[Instructions for the task] An exact transcription of all the records, free of pictures, is the expected answer.

(Stored data entries)
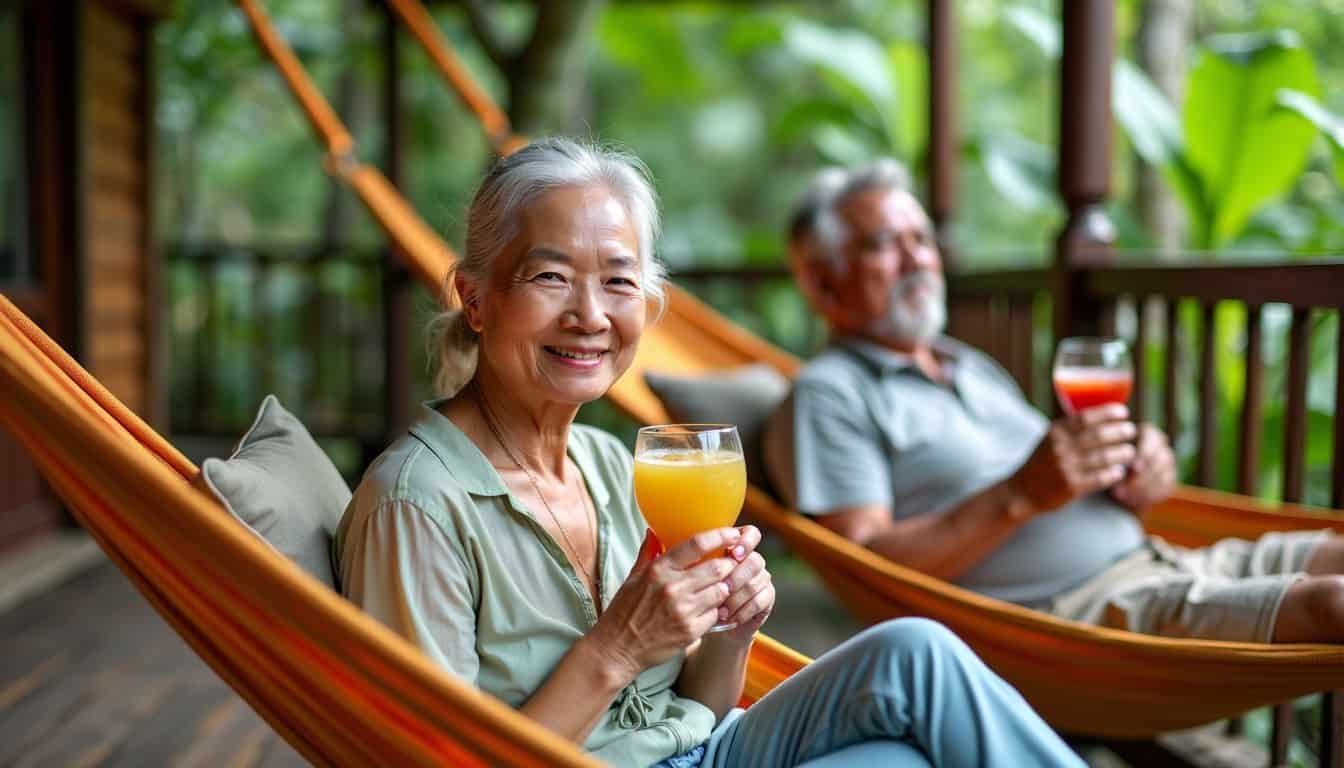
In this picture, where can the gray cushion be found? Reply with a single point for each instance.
(743, 396)
(281, 486)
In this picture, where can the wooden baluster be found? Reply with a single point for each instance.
(313, 330)
(1337, 459)
(208, 405)
(1020, 332)
(1332, 704)
(1282, 735)
(1137, 400)
(1294, 432)
(1294, 453)
(1208, 398)
(1169, 410)
(1253, 405)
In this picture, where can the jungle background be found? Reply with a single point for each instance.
(1229, 148)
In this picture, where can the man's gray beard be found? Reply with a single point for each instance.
(910, 326)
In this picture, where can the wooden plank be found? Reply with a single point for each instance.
(104, 720)
(997, 283)
(1317, 284)
(117, 127)
(1208, 398)
(1294, 427)
(1253, 404)
(114, 168)
(116, 207)
(230, 728)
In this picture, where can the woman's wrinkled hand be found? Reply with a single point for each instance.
(750, 591)
(669, 601)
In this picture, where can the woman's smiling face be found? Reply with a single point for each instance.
(563, 307)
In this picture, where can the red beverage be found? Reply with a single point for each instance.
(1083, 388)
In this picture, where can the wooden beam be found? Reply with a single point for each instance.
(1085, 147)
(397, 285)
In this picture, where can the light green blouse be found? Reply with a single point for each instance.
(434, 546)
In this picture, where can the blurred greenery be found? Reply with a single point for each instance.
(734, 106)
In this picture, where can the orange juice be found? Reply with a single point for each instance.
(683, 492)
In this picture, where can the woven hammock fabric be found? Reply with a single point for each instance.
(1079, 678)
(1139, 685)
(335, 683)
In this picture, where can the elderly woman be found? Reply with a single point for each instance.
(504, 541)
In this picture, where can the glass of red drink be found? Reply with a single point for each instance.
(1092, 371)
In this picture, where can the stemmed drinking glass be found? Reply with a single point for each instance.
(690, 478)
(1092, 371)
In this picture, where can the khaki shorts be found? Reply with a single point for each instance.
(1230, 591)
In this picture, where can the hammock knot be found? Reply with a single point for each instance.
(632, 708)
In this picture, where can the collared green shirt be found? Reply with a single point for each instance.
(434, 546)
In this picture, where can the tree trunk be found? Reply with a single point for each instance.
(336, 211)
(546, 78)
(1164, 35)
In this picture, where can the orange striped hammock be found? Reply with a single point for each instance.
(1081, 678)
(333, 682)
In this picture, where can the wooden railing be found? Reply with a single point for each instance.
(299, 322)
(242, 322)
(1007, 315)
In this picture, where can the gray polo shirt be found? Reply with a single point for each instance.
(434, 546)
(867, 427)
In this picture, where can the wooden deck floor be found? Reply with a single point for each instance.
(90, 675)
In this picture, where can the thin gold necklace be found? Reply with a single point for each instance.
(491, 421)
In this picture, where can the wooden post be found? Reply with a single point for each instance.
(1085, 148)
(942, 123)
(397, 297)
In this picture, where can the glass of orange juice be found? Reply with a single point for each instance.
(690, 478)
(1092, 371)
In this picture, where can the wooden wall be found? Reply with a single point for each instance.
(88, 112)
(118, 307)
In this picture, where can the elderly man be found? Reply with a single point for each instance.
(925, 451)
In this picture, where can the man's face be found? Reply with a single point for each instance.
(890, 281)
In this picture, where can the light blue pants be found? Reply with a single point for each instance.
(902, 693)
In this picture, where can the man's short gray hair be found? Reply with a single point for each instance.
(492, 222)
(828, 227)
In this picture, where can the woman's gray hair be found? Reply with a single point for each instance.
(882, 174)
(492, 222)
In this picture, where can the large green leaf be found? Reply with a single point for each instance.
(851, 61)
(1022, 171)
(1331, 125)
(1242, 147)
(1155, 131)
(1038, 27)
(801, 119)
(910, 70)
(1140, 108)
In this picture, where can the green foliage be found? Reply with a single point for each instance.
(1329, 125)
(1235, 145)
(1242, 148)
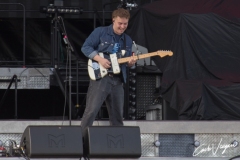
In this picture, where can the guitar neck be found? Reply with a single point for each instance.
(124, 60)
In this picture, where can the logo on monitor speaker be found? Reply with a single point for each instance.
(115, 141)
(56, 141)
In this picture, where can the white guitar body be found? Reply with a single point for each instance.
(114, 64)
(97, 71)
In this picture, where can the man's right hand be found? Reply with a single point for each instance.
(104, 62)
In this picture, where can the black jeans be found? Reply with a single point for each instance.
(110, 90)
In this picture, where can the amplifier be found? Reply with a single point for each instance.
(52, 141)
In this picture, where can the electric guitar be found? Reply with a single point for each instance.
(97, 71)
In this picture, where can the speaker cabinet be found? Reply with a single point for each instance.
(114, 142)
(52, 141)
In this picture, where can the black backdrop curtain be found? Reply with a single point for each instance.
(201, 79)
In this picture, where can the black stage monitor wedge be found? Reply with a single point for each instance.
(114, 142)
(52, 142)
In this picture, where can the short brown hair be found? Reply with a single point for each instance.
(120, 12)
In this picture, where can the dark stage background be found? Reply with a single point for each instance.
(200, 81)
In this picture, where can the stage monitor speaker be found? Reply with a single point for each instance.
(52, 142)
(114, 142)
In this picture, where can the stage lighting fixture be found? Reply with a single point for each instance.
(235, 143)
(196, 143)
(157, 143)
(60, 9)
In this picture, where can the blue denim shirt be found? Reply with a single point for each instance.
(102, 39)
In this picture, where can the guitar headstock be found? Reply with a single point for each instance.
(162, 53)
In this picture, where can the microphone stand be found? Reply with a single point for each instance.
(69, 52)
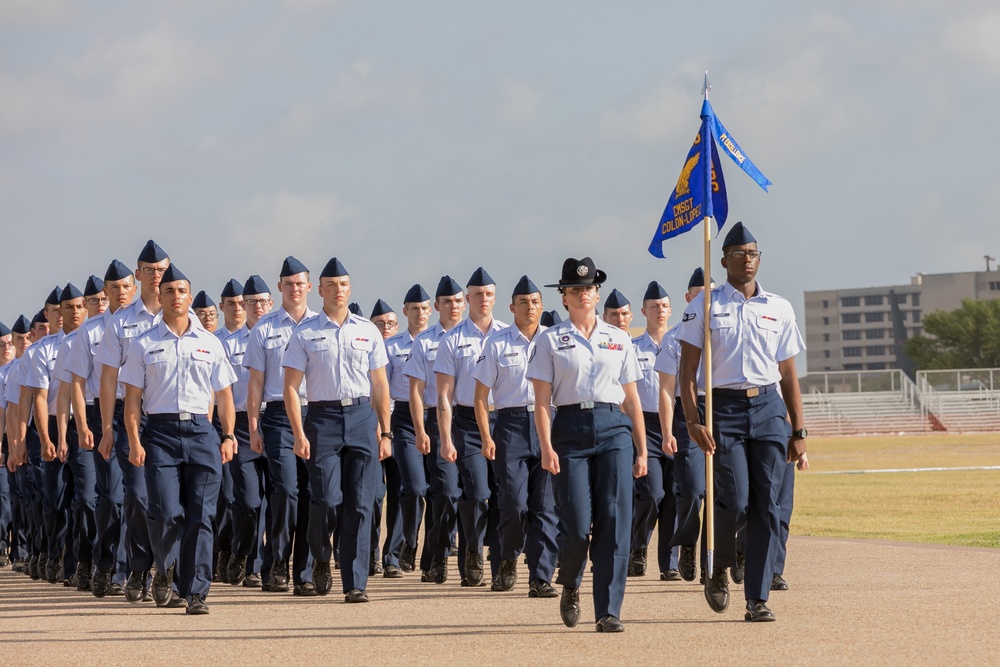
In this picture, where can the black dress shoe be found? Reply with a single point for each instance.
(739, 570)
(135, 587)
(279, 576)
(685, 563)
(162, 592)
(196, 605)
(100, 585)
(569, 606)
(757, 612)
(717, 590)
(507, 576)
(610, 624)
(237, 569)
(541, 589)
(637, 563)
(408, 558)
(306, 589)
(322, 579)
(355, 596)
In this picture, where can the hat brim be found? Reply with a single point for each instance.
(598, 279)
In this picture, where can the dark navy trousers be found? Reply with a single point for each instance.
(343, 468)
(594, 501)
(654, 501)
(289, 501)
(751, 437)
(525, 495)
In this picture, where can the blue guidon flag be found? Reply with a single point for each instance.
(701, 189)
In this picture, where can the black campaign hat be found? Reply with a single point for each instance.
(580, 272)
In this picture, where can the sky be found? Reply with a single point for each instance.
(412, 140)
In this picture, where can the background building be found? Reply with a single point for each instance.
(864, 329)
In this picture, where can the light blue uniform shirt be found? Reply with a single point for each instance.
(503, 367)
(398, 350)
(177, 374)
(120, 330)
(41, 371)
(80, 361)
(265, 349)
(336, 359)
(749, 336)
(584, 370)
(423, 354)
(646, 351)
(235, 345)
(457, 357)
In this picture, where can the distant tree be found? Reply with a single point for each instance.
(965, 338)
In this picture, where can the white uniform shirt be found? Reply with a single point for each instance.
(423, 354)
(265, 349)
(646, 351)
(235, 345)
(177, 374)
(81, 359)
(335, 359)
(457, 357)
(503, 367)
(749, 336)
(581, 369)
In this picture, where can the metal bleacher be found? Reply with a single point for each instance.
(888, 402)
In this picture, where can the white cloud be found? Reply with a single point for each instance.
(126, 81)
(519, 102)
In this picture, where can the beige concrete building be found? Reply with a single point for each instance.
(864, 329)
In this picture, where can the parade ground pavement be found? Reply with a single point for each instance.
(850, 602)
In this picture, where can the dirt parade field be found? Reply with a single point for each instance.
(850, 601)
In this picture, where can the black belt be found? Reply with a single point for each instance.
(175, 417)
(344, 403)
(745, 393)
(519, 410)
(586, 405)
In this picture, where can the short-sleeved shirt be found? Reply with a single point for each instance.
(457, 357)
(750, 337)
(423, 354)
(335, 358)
(397, 348)
(266, 347)
(121, 329)
(235, 345)
(81, 360)
(177, 373)
(503, 367)
(581, 369)
(41, 371)
(646, 351)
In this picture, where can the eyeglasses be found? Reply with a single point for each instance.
(742, 254)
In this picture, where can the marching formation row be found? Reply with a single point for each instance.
(155, 444)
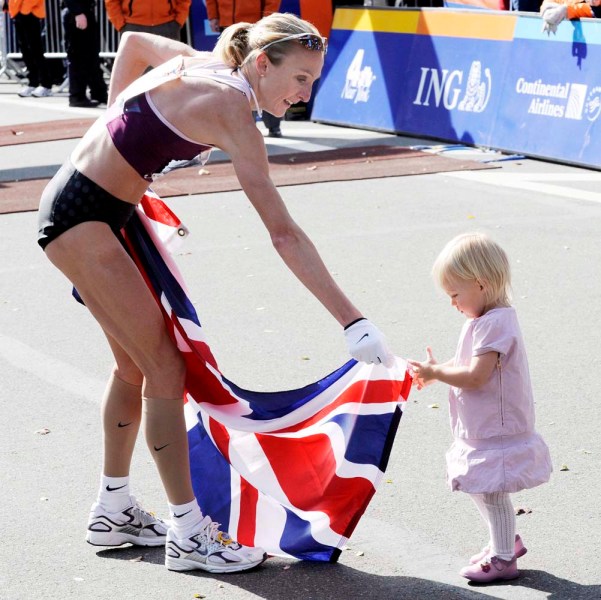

[Answer to this exercise]
In this picture, where can the gray cushion be found? Reply with a single point for each instance.
(743, 396)
(281, 486)
In this picture, where can the wooden baluster be found? Reply with a single point for each instance.
(313, 330)
(1337, 459)
(208, 405)
(1020, 332)
(1332, 704)
(1282, 735)
(1137, 400)
(1294, 432)
(1294, 453)
(1208, 398)
(1169, 410)
(1253, 405)
In this picture, where can the jungle background be found? Reply with a single point for each instance.
(1229, 148)
In this picture, where can the man's gray beard be found? Reply with a single point for each instance.
(910, 326)
In this picture, where can the wooden plank be found? Reply with a single point for each instance.
(104, 720)
(997, 283)
(1317, 284)
(117, 127)
(1208, 398)
(1294, 427)
(1253, 404)
(114, 168)
(116, 207)
(230, 728)
In this picture, where can the woman's wrinkled hand be found? Reply with a single point for each instance.
(750, 591)
(669, 601)
In this picture, where can the woman's smiling face be found? Reply with a single point for each instance.
(563, 307)
In this picture, where can the red beverage be found? Reply with a single point for each instance.
(1083, 388)
In this picture, where can the wooden beam be found? Reply with a single point for each instance.
(1085, 147)
(397, 285)
In this picture, where can the light green blouse be found? Reply with a single point for each instance.
(434, 546)
In this picture, where can the blurred greenery be found? Reply with a single point for each instance.
(734, 106)
In this picture, where can the orange juice be found? Reply with a single point for each instance.
(683, 492)
In this picture, where can the woven hammock fabric be found? Reply with a single point for each instance.
(1079, 678)
(1139, 685)
(335, 683)
In this picture, where can the elderly woman be found? Reply with a single point for each instance.
(504, 541)
In this picture, where can the glass of red drink be found? Reply with a single point for each instance.
(1092, 371)
In this picture, where can the stemmed drinking glass be found? Reply with a single point for each instance.
(690, 478)
(1092, 371)
In this picture, where can the khaki shorts be found? Reply with a single point for each instance.
(1230, 591)
In this picture, where can the hammock knot be found? Reply with a single point for each instance.
(632, 708)
In this picture, where can the collared green shirt be found? Reply with a single point for each instance.
(434, 546)
In this picture, where can the tree trunk be found? Reply with a single point for each instance.
(336, 211)
(546, 78)
(1164, 35)
In this picture, where can the orange striped hammock be found? Reply with a single point for each instance.
(1081, 678)
(333, 682)
In this picture, where can the wooden railing be found? Reply with a single point for each instance.
(299, 322)
(242, 322)
(1007, 315)
In this picture, where can the gray polo shirt be found? Reply with a single point for each instance.
(434, 546)
(867, 427)
In this picture, where can the wooden deck floor be found? Reply with a single point for each instance.
(90, 675)
In this picture, where can the thin gold necklace be found? Reply with a single point for each instance.
(491, 421)
In this picture, where can the wooden post be found? Reply with a single point for each instance.
(1085, 148)
(942, 123)
(397, 297)
In this picture, where can the glass of orange juice be found? Reply with a single point for each instance.
(690, 478)
(1092, 371)
In this picture, where can the wooden wall be found? Reply with a single point for each instance.
(88, 112)
(118, 307)
In this picture, where can the elderly man be found? Reply with a single point for each instance.
(925, 451)
In this picture, where can the man's face be found? Reply with a single point for each instance.
(890, 281)
In this picture, where can the light blue pants be found? Reply with a single point for each instance.
(902, 693)
In this picture, where can the man's short gray hair be found? Reply with a single point for each instance.
(492, 222)
(828, 227)
In this picture, where can the woman's gray hair be found? Reply with a single point for each instance.
(882, 174)
(492, 222)
In this picture, where can the large green leaf be found? Reply with a single point for each instance.
(851, 61)
(1022, 171)
(1331, 125)
(1242, 147)
(1155, 131)
(1038, 27)
(801, 119)
(910, 70)
(1140, 108)
In this picture, where can the green foliage be found? Reply with a single point for each instance.
(1329, 125)
(1235, 145)
(1242, 148)
In this picture, where can the guitar neck be found? Reply with a single point for each instance.
(124, 60)
In this picture, where can the logo on monitor speaker be found? Reply with a single point for each instance.
(115, 141)
(56, 141)
In this picture, where can the white guitar body be found? Reply with a single point for each instance.
(114, 64)
(97, 71)
In this picture, where can the man's right hand be found? Reply with a single point for each instance.
(104, 62)
In this picture, where can the black jeans be found? Reply with a single point for each instance.
(110, 90)
In this picture, where can the amplifier be found? Reply with a single point for each instance.
(52, 141)
In this picture, where can the electric guitar be found? Reply with a single point for each instance.
(97, 71)
In this picture, where can the speaker cabinet be found? Reply with a single point for each instance.
(114, 142)
(52, 141)
In this picture, where can the black backdrop curtain be found? Reply with a single point for each instance.
(201, 79)
In this picture, where can the black stage monitor wedge be found? Reply with a single point for each instance.
(114, 142)
(52, 142)
In this picture, where can the short brown hair be found? Reply with a single point for each instance.
(120, 12)
In this picture, where can the dark stage background be found? Reply with a single point for each instance.
(200, 81)
In this picture, where can the stage monitor speaker be found? Reply with a single point for each instance.
(52, 142)
(114, 142)
In this picture, where can the stage lighting fixture be found? Reply with a single point for each instance.
(235, 143)
(196, 143)
(157, 143)
(60, 9)
In this picture, where can the blue denim shirt be found? Reply with a single point for each instance.
(102, 39)
In this picture, where can the guitar headstock be found? Reply with a single point for each instance.
(162, 53)
In this picture, where can the microphone stand be found? Reply with a single point for each instance.
(69, 52)
In this picture, where can the black dress shoe be found? Reply with a single point for each instance.
(739, 570)
(135, 587)
(279, 576)
(685, 563)
(162, 592)
(196, 605)
(100, 585)
(569, 606)
(757, 612)
(717, 590)
(507, 576)
(610, 624)
(237, 569)
(541, 589)
(637, 563)
(408, 558)
(306, 589)
(322, 579)
(355, 596)
In this picture, where can the hat brim be found? Reply with a single point for each instance.
(598, 279)
In this picture, where can the dark navy trousers be found? Reply with a single point for each instance.
(343, 468)
(594, 501)
(654, 501)
(289, 501)
(751, 437)
(525, 495)
In this picture, where can the blue guidon flag be found? Reply with a single point for each instance.
(701, 189)
In this picture, where can the black campaign hat be found? Reply with a single point for each instance.
(580, 272)
In this picture, where can the sky be found? Reply with a single point for each instance.
(412, 140)
In this picture, where can the background building be found? Reply with a single point for each instance.
(864, 329)
In this picture, where can the light blue uniform shirt be found? Reply with a single point for each instance.
(503, 367)
(398, 350)
(177, 374)
(120, 330)
(41, 371)
(80, 361)
(265, 349)
(336, 359)
(749, 336)
(584, 370)
(423, 354)
(646, 351)
(235, 345)
(457, 357)
In this picture, where can the distant tree be found? Reply with a single point for each instance.
(965, 338)
In this picture, where can the white uniform shirt be found? Reply with a single point for each instance.
(423, 354)
(265, 349)
(646, 351)
(235, 345)
(177, 374)
(81, 359)
(335, 359)
(457, 357)
(503, 367)
(749, 336)
(581, 369)
In this picture, where can the metal bleacher be found? Reply with a single point for each instance.
(888, 402)
In this picture, where can the white cloud be found? Reply with a single point for each instance.
(126, 81)
(519, 102)
In this picture, where can the beige concrete building be found? Reply with a single point for each instance.
(864, 329)
In this picture, where can the parade ground pavement be found? Reply with a single point for each instance.
(850, 602)
In this picture, where can the dirt parade field be found? Reply with a single point for each instance.
(850, 601)
In this picture, where can the black belt be found? Reply with a single point for each instance.
(175, 417)
(344, 403)
(745, 393)
(519, 410)
(586, 405)
In this picture, where can the short-sleeved shirt be found? Reply with a single point for each instance.
(457, 357)
(750, 337)
(423, 354)
(335, 358)
(397, 348)
(266, 347)
(121, 329)
(235, 345)
(81, 360)
(177, 373)
(503, 367)
(581, 369)
(41, 371)
(646, 351)
In this picture, where can the eyeglasses be found? Reply with a single point for each instance.
(742, 254)
In this picture, where can the marching formation row be found? Reply with a single point for each instance.
(155, 444)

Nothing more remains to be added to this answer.